--- START Extracted information ---

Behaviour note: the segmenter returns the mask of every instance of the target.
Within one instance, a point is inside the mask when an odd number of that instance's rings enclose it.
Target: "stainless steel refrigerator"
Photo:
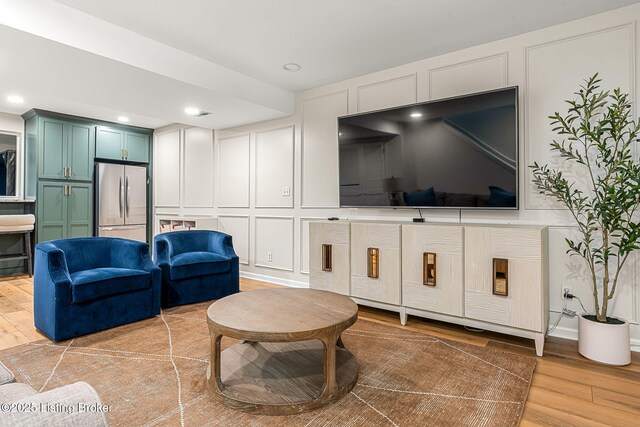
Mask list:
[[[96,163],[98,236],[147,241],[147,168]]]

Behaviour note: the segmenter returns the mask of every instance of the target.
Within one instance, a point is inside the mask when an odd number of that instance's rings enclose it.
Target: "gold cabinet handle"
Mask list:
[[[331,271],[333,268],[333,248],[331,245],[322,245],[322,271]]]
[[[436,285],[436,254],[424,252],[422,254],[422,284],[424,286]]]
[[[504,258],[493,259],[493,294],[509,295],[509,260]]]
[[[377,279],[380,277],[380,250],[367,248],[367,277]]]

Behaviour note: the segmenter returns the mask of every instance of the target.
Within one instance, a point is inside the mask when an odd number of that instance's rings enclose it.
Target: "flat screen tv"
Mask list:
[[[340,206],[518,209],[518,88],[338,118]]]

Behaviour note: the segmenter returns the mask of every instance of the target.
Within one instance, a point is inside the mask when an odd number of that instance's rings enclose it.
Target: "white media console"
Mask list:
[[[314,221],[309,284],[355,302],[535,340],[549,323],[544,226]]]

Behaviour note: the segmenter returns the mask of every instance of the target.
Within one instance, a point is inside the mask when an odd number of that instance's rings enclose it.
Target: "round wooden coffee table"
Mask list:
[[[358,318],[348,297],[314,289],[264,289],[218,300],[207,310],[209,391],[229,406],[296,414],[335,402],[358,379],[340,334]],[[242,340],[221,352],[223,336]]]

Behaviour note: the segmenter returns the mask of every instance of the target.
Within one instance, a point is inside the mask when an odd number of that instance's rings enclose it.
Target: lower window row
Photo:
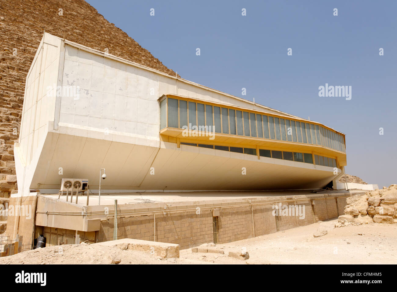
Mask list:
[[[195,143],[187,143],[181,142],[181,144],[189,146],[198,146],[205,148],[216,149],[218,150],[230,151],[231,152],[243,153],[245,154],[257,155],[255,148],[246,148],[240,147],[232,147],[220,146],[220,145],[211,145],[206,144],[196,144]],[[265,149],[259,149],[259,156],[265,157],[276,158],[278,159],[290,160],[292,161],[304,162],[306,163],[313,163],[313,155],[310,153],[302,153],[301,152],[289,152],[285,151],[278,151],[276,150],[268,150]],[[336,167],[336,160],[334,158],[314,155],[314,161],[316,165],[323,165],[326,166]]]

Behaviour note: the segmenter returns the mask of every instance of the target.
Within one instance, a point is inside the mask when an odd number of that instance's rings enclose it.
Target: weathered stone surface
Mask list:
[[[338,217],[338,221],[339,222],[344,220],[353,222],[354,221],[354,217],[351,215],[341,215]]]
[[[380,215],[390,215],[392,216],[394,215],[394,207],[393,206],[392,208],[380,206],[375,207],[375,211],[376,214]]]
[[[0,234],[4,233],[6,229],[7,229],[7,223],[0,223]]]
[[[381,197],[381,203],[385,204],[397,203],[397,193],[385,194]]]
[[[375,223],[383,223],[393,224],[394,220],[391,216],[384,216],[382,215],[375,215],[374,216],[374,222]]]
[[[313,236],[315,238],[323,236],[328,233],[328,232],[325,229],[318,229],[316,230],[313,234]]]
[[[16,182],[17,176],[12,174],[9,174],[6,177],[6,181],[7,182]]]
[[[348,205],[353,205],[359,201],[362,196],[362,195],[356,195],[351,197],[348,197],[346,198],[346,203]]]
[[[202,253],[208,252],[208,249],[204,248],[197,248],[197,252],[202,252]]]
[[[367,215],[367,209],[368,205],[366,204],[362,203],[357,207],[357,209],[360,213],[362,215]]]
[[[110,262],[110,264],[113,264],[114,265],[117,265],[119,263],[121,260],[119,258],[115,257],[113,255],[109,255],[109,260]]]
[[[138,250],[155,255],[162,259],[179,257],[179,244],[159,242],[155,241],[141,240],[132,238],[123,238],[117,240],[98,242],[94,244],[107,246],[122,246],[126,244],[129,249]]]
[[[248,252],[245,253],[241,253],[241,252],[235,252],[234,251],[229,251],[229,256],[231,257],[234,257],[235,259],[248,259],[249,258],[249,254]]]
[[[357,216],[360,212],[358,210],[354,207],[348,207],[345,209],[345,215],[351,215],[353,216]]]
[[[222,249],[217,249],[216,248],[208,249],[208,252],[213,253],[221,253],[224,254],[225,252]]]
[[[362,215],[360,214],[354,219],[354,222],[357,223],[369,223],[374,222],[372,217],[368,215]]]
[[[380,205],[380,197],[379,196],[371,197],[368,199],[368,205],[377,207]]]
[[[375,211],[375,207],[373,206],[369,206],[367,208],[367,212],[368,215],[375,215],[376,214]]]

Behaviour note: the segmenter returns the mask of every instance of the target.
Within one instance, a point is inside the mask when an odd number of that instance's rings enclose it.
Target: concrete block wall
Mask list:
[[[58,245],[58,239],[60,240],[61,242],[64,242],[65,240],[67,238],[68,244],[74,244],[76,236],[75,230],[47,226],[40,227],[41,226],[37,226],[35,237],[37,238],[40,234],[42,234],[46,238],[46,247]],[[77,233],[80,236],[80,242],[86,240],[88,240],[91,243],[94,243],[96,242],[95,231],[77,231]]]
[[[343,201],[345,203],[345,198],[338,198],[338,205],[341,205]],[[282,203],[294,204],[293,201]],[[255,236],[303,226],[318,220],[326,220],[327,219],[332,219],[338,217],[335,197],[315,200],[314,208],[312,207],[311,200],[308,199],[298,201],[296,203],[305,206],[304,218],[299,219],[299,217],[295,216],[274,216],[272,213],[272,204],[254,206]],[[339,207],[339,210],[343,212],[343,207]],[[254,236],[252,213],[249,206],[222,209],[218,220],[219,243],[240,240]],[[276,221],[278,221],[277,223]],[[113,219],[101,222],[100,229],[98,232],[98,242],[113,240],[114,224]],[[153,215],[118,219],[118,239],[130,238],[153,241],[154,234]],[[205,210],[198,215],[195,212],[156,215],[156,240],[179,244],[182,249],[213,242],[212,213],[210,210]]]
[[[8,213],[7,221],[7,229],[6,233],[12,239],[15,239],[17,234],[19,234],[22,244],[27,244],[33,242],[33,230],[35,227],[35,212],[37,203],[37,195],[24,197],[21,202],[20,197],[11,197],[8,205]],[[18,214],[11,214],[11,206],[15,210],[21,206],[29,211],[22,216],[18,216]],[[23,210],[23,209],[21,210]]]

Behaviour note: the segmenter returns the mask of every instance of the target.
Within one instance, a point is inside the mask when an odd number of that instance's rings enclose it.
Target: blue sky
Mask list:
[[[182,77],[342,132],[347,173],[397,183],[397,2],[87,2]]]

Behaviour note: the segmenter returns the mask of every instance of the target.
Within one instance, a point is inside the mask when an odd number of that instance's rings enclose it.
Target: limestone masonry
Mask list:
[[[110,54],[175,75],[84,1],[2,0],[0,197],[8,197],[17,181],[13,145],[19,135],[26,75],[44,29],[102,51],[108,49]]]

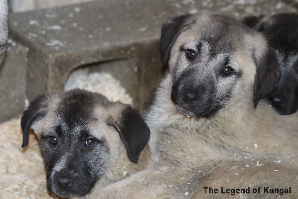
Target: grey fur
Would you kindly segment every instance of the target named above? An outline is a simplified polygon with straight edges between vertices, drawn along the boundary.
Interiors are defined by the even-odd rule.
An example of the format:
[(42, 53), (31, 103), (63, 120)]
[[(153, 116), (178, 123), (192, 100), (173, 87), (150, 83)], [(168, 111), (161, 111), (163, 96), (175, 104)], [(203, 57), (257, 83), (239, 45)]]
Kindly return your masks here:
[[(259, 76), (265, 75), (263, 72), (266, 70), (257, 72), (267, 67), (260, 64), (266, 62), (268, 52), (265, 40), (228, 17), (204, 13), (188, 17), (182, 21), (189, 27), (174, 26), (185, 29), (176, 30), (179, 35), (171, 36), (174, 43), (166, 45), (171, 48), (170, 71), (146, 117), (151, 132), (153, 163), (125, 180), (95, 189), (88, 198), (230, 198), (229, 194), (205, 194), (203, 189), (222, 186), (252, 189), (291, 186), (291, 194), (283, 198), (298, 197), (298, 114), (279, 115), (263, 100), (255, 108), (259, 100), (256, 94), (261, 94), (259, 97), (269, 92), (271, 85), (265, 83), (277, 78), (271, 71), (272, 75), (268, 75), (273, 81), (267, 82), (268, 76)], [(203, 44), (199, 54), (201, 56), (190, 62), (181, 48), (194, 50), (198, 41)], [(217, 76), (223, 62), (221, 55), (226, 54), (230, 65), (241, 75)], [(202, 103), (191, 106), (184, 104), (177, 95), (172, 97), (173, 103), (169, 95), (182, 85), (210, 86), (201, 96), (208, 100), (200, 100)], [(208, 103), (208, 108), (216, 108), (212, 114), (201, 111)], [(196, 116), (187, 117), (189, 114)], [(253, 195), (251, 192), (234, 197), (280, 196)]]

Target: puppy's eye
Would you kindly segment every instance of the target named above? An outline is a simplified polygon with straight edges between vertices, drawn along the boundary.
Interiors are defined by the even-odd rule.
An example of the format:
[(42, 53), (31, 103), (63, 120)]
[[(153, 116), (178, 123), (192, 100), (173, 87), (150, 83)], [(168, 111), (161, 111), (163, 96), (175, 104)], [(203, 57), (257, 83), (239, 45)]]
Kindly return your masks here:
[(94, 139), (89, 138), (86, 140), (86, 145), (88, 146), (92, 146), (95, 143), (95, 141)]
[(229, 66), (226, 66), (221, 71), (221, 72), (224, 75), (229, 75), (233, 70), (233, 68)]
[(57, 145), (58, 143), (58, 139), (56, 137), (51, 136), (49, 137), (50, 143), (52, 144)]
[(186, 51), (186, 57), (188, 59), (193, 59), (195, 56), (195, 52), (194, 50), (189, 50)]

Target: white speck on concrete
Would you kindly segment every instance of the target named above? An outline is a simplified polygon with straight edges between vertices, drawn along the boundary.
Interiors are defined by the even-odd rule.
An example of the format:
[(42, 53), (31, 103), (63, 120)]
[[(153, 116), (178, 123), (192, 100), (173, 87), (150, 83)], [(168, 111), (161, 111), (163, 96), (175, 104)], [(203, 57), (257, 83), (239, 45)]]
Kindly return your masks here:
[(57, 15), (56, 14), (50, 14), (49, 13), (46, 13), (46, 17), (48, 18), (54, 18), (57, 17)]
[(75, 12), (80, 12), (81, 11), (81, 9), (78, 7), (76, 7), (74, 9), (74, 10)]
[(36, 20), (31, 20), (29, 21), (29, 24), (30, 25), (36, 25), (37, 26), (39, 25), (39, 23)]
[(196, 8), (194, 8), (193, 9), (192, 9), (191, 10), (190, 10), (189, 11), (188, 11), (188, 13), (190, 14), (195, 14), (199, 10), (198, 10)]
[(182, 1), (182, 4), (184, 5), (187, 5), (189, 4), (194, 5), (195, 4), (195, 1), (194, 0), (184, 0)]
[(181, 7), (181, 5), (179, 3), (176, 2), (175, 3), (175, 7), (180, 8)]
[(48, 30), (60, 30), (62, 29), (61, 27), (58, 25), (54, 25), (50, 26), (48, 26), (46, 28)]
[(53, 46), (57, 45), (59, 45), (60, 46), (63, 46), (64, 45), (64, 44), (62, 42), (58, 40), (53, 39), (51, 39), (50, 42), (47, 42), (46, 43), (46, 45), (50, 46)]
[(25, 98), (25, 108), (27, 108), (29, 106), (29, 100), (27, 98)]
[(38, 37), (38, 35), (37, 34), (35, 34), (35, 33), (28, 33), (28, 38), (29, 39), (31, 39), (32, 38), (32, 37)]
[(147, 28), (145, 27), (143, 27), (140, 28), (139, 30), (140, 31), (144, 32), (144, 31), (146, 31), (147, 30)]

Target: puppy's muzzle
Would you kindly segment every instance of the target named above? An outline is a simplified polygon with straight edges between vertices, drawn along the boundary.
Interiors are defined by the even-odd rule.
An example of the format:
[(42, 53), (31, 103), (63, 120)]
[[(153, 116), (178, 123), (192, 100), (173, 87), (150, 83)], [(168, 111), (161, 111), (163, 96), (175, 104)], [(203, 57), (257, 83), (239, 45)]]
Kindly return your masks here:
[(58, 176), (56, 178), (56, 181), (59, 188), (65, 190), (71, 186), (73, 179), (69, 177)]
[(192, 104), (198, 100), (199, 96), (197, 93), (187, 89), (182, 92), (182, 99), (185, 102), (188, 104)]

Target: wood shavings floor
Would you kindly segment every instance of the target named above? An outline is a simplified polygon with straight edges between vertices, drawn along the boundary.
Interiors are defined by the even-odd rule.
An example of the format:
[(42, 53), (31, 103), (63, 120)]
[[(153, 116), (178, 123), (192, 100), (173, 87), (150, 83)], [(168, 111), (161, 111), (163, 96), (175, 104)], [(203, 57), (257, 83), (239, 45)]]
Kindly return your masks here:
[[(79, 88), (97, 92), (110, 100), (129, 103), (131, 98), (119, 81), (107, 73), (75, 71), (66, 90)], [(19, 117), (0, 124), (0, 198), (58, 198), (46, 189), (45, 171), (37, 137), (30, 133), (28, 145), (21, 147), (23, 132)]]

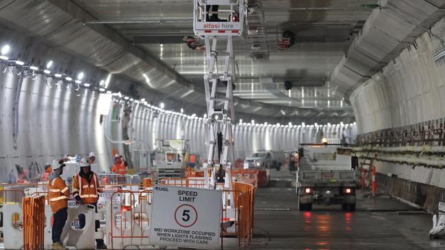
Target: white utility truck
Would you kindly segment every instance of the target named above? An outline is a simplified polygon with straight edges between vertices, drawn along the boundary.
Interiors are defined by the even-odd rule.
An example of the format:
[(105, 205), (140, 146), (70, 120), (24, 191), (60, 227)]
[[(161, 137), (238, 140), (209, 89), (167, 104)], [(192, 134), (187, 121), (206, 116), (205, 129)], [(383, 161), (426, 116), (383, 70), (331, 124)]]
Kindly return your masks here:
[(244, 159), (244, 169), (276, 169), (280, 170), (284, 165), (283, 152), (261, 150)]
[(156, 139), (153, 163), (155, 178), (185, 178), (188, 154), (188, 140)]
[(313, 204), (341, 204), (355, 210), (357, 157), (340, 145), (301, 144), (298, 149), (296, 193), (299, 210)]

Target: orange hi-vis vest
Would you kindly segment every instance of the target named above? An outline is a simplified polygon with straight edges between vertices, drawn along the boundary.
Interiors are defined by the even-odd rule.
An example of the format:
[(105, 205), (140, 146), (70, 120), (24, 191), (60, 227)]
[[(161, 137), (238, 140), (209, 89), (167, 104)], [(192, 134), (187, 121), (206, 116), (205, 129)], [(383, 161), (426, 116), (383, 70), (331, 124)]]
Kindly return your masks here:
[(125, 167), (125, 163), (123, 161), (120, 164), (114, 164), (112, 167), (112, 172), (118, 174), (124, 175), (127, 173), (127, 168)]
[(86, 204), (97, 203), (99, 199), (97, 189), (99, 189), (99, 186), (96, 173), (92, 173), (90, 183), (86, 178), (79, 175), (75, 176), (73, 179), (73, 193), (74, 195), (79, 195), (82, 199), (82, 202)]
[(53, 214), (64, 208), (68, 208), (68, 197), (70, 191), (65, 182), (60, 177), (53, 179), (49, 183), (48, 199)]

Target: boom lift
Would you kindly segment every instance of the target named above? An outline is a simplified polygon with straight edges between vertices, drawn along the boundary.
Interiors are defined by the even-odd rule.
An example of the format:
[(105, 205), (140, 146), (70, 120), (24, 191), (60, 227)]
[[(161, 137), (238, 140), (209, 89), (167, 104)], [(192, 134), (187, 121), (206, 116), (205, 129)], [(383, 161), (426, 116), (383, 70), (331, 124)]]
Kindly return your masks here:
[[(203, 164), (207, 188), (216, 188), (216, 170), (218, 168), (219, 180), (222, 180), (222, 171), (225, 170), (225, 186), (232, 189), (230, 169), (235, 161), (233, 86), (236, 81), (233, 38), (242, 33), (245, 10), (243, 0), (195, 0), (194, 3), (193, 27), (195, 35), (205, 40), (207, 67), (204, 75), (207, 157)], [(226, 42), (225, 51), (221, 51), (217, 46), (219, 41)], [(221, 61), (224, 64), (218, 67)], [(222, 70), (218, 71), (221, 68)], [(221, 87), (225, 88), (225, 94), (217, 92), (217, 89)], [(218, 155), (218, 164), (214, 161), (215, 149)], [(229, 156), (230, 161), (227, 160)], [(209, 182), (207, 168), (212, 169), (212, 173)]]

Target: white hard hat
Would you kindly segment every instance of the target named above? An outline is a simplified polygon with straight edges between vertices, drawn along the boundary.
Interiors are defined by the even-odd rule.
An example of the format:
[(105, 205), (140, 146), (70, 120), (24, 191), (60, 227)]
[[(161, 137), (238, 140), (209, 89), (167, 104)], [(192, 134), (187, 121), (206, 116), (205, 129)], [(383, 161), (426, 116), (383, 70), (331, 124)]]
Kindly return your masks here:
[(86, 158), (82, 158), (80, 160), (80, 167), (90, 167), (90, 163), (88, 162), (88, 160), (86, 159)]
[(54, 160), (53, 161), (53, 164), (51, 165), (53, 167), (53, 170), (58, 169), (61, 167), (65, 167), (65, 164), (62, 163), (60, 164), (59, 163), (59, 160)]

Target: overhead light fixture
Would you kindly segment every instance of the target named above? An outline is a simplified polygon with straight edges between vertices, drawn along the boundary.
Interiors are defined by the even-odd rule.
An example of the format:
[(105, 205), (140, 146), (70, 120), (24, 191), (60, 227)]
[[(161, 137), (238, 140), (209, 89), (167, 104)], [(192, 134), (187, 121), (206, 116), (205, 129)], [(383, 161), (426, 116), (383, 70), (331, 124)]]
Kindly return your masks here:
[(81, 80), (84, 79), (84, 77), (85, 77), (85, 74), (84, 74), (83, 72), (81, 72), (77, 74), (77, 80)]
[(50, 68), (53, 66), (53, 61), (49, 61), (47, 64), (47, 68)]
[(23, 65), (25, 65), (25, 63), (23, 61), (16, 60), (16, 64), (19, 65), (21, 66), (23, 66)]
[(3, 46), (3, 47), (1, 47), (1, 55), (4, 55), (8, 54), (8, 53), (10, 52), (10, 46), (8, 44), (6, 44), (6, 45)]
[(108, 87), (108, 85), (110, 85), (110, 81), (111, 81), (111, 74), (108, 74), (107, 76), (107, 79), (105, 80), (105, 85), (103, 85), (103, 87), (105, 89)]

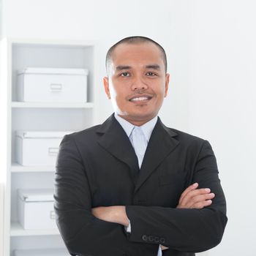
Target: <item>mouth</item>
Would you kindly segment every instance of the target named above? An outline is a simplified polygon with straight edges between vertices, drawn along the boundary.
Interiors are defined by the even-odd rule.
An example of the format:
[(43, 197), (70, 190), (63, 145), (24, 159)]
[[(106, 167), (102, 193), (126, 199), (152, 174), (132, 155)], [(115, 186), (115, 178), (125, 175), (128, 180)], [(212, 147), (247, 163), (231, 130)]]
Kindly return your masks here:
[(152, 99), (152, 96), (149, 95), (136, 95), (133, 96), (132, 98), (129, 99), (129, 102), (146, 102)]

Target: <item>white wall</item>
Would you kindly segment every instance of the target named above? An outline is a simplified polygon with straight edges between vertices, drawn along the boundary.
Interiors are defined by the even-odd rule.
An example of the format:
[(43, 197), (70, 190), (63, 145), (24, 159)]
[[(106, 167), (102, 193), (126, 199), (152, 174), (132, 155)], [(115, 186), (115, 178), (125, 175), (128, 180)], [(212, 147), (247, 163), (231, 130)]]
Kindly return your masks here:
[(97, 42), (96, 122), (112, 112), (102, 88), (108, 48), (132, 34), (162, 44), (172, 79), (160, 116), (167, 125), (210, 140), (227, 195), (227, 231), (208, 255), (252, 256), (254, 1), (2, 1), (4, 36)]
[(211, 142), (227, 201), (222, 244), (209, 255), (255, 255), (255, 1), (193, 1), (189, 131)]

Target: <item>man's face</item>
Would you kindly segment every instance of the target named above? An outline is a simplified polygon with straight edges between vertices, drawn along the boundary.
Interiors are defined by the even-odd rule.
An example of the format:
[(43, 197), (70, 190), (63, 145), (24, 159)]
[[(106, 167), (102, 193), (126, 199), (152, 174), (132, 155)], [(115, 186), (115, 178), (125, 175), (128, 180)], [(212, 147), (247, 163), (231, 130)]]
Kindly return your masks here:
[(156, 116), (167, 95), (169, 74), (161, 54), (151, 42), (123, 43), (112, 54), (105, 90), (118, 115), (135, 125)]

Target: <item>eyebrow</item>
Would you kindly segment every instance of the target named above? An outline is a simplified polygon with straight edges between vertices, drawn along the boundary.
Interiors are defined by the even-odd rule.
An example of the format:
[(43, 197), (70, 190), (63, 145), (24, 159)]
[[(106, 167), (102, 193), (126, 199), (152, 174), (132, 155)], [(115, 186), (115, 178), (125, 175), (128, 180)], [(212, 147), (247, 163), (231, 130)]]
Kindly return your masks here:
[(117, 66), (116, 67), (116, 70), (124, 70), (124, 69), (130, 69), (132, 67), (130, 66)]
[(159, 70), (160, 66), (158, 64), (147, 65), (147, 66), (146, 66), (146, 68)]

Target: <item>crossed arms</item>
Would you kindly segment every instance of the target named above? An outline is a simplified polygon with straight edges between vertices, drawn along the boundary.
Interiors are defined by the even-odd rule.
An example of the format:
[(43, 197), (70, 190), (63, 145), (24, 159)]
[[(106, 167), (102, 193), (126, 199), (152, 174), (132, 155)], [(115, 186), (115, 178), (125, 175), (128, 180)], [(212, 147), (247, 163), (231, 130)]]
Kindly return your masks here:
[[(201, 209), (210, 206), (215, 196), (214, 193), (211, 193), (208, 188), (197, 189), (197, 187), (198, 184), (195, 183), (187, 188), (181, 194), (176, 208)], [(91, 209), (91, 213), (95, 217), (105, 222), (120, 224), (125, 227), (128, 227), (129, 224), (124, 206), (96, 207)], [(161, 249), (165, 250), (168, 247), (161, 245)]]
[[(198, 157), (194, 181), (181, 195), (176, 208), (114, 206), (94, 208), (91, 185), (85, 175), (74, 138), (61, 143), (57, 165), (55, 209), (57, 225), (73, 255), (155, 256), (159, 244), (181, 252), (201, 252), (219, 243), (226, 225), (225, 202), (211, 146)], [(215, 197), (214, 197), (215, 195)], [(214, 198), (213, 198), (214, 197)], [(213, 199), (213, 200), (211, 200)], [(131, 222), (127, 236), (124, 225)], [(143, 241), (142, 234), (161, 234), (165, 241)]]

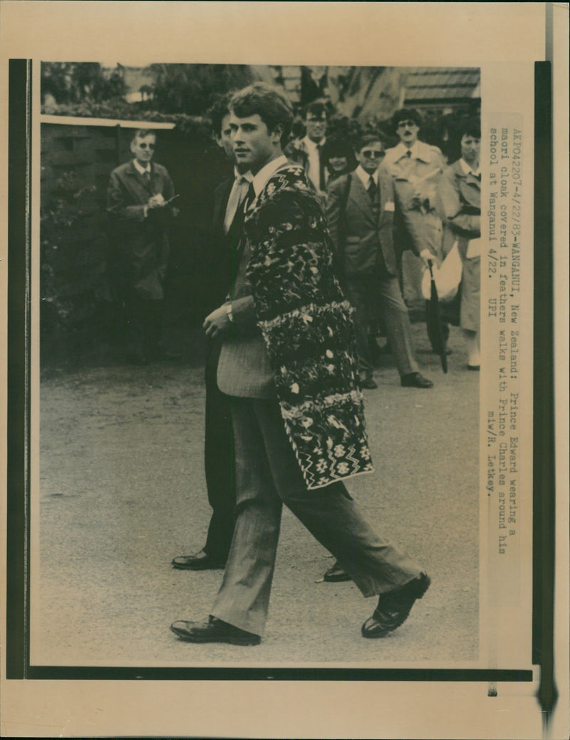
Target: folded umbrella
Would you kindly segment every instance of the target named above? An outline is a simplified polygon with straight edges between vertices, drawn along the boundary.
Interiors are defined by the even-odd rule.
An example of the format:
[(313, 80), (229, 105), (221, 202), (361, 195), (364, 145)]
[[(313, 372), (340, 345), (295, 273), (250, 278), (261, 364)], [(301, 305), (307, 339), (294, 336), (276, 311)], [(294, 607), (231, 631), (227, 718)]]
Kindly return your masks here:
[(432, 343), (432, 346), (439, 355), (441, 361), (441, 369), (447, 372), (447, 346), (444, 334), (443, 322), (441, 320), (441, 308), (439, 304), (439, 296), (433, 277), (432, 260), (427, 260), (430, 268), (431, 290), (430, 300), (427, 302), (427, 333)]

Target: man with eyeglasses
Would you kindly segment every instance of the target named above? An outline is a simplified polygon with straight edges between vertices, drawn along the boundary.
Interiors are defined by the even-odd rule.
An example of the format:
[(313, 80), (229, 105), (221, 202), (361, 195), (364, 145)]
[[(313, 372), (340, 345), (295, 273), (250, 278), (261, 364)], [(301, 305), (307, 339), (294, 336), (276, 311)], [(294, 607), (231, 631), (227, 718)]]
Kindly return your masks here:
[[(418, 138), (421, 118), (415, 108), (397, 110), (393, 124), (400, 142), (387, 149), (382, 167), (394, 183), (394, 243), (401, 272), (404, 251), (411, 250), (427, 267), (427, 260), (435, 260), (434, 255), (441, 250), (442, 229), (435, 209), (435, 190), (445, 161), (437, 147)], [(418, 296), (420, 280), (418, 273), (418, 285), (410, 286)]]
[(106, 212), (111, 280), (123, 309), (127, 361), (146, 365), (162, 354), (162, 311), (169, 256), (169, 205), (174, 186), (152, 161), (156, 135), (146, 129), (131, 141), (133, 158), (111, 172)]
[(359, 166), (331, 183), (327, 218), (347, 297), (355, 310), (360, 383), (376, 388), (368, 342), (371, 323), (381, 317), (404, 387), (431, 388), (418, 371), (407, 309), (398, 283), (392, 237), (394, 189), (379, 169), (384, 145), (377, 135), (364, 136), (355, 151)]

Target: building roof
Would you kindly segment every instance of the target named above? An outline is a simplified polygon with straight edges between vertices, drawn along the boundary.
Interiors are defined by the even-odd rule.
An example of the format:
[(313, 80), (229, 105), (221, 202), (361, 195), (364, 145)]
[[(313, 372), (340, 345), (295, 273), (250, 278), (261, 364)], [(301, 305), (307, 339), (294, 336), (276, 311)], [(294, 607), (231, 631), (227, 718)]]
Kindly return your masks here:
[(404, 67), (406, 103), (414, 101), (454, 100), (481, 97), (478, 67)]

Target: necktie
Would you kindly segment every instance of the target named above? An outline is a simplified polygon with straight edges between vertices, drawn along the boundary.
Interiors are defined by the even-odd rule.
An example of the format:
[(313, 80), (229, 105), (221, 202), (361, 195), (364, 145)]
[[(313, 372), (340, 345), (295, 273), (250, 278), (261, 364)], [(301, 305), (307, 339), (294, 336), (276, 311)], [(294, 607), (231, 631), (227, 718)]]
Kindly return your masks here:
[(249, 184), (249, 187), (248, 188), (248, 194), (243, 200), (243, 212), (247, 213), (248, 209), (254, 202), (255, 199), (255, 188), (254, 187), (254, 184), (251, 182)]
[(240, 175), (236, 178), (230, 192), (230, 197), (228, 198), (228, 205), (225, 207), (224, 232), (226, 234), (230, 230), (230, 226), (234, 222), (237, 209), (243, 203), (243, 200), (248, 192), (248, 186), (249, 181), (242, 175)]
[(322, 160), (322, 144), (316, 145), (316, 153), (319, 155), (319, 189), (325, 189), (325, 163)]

--- END Extracted information ---

» What is required
Transcribe the listing above from the line with "Target: overhead light fixture" to the line with "102), (146, 102)]", both lines included, and leave the pictures out of your answer.

» Finished task
Target: overhead light fixture
Would you kindly segment every instance of the target named above? An outline is a simplified polygon with straight edges between vertices, drawn along the boundary.
Interiors are defined by the even-odd rule.
An example of the format:
[(105, 205), (140, 146), (70, 120), (24, 191), (60, 227)]
[[(161, 137), (238, 140), (209, 89), (167, 104)], [(192, 134), (187, 121), (206, 116), (205, 129)], [(383, 161), (426, 116), (383, 70), (331, 124)]]
Kindly return your masks here:
[(81, 80), (84, 79), (84, 77), (85, 77), (85, 74), (84, 74), (83, 72), (81, 72), (77, 74), (77, 80)]
[(50, 68), (53, 66), (53, 61), (49, 61), (47, 64), (47, 68)]
[(23, 65), (25, 65), (25, 63), (23, 61), (16, 60), (16, 64), (19, 65), (21, 66), (23, 66)]
[(3, 46), (3, 47), (1, 47), (1, 55), (4, 55), (8, 54), (8, 53), (10, 52), (10, 46), (8, 44), (6, 44), (6, 45)]
[(108, 87), (108, 85), (110, 85), (110, 81), (111, 81), (111, 74), (108, 74), (107, 76), (107, 79), (105, 80), (105, 85), (103, 85), (103, 87), (105, 89)]

Target: <item>mouth</item>
Would you kindly segment every instance of the target named above? An outline is a simplified polygon with straight edges between vertices, drawn along the boundary.
Interiors are defined by the even-odd rule.
An example of the format:
[(43, 197), (70, 190), (63, 145), (24, 159)]
[[(106, 167), (102, 193), (126, 199), (152, 174), (132, 155)], [(115, 186), (115, 178), (125, 175), (128, 180)], [(212, 147), (247, 163), (231, 130)]]
Kindly return your masks here:
[(152, 99), (152, 96), (149, 95), (136, 95), (133, 96), (132, 98), (129, 99), (129, 102), (146, 102)]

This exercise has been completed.